→ What is required
Reproduce the part of the rows that opens with the line containing "target | raw salmon flesh" and closes at the end of the rows, changing every occurrence of "oyster shell" to "clam shell" and leaving all else as it stands.

→ Record list
☆ ☆ ☆ ☆
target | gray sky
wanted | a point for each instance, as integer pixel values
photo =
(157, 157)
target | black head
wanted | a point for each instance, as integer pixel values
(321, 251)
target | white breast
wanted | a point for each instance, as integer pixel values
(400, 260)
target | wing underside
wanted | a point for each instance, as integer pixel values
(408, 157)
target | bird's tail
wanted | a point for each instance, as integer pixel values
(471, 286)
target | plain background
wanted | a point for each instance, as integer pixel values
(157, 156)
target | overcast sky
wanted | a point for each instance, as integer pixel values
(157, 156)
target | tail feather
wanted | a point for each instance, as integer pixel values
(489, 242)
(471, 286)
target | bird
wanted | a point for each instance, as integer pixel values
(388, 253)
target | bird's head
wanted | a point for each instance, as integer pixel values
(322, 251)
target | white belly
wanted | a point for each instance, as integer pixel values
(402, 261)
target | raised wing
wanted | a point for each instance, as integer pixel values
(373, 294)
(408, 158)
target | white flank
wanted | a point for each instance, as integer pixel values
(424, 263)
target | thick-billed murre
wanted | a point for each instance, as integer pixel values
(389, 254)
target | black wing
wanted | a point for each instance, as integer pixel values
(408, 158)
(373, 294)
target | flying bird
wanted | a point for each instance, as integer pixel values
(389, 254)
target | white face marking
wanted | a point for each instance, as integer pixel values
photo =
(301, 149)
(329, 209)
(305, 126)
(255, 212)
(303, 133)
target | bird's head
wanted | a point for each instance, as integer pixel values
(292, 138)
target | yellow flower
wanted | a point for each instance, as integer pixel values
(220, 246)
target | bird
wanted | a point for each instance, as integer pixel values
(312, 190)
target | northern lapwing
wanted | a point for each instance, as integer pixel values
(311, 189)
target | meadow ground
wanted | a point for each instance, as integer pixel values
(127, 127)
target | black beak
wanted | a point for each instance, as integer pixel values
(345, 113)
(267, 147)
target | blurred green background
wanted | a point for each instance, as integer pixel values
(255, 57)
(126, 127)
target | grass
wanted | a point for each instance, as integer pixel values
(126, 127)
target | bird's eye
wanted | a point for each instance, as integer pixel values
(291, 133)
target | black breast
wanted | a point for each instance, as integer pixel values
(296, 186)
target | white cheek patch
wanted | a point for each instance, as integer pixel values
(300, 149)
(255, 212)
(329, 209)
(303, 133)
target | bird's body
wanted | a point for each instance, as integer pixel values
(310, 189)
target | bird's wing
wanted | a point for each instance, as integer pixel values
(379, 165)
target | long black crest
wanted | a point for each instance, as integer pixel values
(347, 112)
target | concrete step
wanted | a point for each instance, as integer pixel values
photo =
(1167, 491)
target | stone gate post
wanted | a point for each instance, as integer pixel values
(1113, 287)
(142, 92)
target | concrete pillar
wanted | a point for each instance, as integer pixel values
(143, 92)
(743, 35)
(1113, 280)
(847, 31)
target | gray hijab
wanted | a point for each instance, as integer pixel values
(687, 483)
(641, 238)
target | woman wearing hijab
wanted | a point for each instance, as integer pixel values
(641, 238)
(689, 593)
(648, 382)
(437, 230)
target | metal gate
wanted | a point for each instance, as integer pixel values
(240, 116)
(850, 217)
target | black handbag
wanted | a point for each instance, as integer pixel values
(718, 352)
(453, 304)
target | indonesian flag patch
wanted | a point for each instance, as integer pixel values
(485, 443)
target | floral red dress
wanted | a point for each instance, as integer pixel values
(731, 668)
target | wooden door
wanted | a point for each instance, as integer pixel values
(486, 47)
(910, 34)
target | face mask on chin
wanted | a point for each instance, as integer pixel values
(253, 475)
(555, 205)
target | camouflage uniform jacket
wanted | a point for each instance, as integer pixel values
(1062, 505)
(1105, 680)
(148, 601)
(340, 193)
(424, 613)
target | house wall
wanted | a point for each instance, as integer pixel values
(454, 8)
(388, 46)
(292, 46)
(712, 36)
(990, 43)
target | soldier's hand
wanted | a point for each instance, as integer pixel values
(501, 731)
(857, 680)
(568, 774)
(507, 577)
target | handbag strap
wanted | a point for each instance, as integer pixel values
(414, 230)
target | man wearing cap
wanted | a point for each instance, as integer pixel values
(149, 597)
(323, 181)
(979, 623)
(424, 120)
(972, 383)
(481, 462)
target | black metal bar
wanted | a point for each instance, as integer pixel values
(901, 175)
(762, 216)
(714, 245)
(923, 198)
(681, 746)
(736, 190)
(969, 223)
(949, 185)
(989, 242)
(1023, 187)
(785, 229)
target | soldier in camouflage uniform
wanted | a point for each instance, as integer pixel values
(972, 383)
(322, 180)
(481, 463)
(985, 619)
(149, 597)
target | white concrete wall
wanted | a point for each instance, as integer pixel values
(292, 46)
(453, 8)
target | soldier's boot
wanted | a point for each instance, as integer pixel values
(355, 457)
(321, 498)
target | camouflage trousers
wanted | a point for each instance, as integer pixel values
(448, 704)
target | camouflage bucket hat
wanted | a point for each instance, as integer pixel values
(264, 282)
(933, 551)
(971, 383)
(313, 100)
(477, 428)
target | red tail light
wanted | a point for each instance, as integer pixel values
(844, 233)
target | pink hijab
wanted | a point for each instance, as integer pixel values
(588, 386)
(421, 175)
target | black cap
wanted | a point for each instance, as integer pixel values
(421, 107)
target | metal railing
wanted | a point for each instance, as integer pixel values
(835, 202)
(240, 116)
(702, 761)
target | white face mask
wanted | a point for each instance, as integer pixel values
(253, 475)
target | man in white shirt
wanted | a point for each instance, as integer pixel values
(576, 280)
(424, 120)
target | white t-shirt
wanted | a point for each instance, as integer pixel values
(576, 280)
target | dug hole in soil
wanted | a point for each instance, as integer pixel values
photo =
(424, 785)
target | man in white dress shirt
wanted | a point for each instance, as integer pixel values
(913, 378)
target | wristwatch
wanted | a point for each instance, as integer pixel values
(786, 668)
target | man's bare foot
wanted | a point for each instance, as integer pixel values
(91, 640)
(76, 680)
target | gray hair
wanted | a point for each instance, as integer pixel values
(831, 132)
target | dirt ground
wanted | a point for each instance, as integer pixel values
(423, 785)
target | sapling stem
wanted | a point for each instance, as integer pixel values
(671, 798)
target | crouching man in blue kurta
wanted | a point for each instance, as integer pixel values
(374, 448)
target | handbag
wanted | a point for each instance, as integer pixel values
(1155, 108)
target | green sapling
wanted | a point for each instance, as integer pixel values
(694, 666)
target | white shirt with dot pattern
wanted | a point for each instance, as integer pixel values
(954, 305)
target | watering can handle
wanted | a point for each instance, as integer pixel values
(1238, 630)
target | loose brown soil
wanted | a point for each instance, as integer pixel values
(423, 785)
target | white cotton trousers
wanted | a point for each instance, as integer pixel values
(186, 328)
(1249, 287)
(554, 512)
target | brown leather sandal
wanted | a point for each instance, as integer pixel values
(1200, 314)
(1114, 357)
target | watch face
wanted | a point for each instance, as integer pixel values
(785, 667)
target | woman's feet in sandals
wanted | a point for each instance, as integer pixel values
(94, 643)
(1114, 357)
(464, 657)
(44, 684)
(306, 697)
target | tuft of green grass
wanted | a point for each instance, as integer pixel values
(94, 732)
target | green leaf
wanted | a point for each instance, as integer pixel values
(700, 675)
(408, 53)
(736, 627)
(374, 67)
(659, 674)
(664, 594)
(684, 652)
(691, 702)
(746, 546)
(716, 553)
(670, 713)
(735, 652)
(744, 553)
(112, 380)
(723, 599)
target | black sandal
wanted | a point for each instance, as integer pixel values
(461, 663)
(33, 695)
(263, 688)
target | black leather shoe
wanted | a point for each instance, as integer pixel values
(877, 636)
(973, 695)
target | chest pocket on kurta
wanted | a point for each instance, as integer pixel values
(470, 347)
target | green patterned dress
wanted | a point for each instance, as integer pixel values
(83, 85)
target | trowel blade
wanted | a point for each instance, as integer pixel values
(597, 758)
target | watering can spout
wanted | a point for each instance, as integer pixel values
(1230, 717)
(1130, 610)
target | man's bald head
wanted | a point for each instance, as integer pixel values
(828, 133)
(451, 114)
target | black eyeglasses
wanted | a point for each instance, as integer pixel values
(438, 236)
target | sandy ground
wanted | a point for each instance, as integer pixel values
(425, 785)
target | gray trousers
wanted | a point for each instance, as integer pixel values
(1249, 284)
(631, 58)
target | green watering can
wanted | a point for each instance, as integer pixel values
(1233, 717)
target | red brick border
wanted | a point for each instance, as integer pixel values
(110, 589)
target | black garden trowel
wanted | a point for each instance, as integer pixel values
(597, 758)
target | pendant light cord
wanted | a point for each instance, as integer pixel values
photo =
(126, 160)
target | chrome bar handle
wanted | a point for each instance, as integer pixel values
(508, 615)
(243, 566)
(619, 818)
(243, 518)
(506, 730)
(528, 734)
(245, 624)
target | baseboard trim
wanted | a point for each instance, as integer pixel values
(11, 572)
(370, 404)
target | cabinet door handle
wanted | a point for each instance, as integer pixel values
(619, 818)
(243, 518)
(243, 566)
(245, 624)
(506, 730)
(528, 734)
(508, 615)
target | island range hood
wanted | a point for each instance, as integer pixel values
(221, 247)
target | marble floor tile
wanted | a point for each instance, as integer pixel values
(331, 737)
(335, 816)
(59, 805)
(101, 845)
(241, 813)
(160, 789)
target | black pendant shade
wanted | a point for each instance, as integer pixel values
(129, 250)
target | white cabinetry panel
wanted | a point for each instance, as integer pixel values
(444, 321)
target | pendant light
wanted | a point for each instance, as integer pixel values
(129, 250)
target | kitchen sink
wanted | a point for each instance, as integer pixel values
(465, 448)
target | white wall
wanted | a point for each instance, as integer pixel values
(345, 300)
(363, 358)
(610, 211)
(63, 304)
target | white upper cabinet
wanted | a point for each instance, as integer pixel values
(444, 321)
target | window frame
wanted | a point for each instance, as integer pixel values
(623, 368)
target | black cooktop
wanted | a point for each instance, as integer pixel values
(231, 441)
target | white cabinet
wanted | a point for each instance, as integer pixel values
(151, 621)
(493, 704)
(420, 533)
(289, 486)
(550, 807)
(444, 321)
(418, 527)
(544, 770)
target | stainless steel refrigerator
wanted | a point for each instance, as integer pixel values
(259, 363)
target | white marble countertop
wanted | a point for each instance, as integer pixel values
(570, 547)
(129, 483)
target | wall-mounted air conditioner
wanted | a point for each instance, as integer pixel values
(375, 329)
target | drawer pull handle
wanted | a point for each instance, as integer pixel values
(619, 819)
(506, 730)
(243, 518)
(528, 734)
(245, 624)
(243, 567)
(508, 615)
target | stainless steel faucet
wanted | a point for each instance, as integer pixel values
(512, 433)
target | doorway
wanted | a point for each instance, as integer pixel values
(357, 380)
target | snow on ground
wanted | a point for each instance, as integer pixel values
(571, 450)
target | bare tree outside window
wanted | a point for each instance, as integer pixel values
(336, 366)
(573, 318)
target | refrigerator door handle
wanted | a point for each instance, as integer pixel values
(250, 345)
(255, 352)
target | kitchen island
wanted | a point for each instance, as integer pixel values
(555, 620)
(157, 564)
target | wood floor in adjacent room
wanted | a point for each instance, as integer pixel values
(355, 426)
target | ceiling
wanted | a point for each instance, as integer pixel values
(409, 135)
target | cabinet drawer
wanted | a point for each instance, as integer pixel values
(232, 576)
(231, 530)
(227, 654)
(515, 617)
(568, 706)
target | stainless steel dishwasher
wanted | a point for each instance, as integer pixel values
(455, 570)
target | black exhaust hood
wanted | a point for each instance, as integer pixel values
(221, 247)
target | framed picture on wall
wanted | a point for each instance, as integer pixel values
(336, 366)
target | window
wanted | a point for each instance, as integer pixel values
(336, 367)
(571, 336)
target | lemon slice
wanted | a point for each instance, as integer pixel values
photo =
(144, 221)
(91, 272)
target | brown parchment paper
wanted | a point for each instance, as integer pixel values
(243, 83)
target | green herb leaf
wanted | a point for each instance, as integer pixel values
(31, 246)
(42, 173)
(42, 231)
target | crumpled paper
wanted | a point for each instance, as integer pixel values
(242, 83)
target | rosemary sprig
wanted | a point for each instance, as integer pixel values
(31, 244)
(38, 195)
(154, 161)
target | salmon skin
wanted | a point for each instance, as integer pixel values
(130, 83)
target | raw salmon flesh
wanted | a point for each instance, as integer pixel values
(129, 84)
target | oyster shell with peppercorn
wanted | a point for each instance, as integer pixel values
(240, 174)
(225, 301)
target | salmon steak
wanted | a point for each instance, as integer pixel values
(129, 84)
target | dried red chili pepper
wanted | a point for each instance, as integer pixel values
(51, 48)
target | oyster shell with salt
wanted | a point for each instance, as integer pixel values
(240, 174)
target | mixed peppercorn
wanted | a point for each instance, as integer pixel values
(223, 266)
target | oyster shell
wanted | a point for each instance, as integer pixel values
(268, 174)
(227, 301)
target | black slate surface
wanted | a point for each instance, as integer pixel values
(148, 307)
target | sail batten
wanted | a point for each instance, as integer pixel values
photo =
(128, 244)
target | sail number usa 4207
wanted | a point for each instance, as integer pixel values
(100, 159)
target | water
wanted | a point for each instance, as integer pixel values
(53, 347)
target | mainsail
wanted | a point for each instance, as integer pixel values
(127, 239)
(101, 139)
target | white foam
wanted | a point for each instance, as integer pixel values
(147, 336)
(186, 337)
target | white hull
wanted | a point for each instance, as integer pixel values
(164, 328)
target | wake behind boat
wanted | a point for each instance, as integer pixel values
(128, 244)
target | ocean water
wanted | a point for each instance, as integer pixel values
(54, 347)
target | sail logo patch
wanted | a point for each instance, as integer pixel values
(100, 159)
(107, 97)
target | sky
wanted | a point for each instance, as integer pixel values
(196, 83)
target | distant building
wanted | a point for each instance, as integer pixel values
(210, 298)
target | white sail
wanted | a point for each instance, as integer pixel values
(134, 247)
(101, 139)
☆ ☆ ☆ ☆
→ Task answer
target | raw salmon flesh
wanted | a point for each instance, as integer pixel values
(129, 84)
target | clam shell with peppercorn
wanted | a point for each instance, as integer pixel values
(240, 174)
(225, 301)
target | salmon steak
wanted | a point for each instance, as integer pixel values
(129, 84)
target | dried red chili pepper
wanted | a point for each instance, as integer pixel values
(51, 48)
target | clam shell with salt
wanted | a point for each instance, as integer pixel values
(240, 174)
target | mixed peppercorn
wanted | a point for each instance, as integer pixel values
(223, 266)
target | clam shell
wanted | a point for each instance, as integer pixel values
(268, 174)
(227, 301)
target | black slate surface
wanted | a point for each instance, as integer pixel values
(148, 307)
target | sail batten
wanted | a point for each instance, as integer pixel values
photo =
(128, 244)
target | sail number usa 4207
wanted | a point for each instance, as integer pixel values
(100, 159)
target | water
wanted | a point for each instance, as integer pixel values
(53, 347)
target | mainsail
wanted | a point for each instance, as integer pixel values
(127, 239)
(101, 139)
target | white foam
wanted | a point for each instance, as integer pixel values
(147, 336)
(186, 337)
target | white hull
wanted | a point for each instance, as integer pixel values
(164, 328)
target | wake behind boat
wanted | a point for each instance, as integer pixel values
(128, 244)
target | ocean water
wanted | a point for each instance, as integer pixel values
(54, 347)
target | sail logo patch
wanted | a point for each instance, as integer pixel values
(100, 159)
(107, 97)
target | sky
wanted | a point for each instance, as integer pixel values
(196, 83)
target | distant building
wanted | a point for each instance, as integer pixel values
(210, 298)
target | white sail
wanted | a point for each instance, as integer pixel values
(134, 247)
(101, 139)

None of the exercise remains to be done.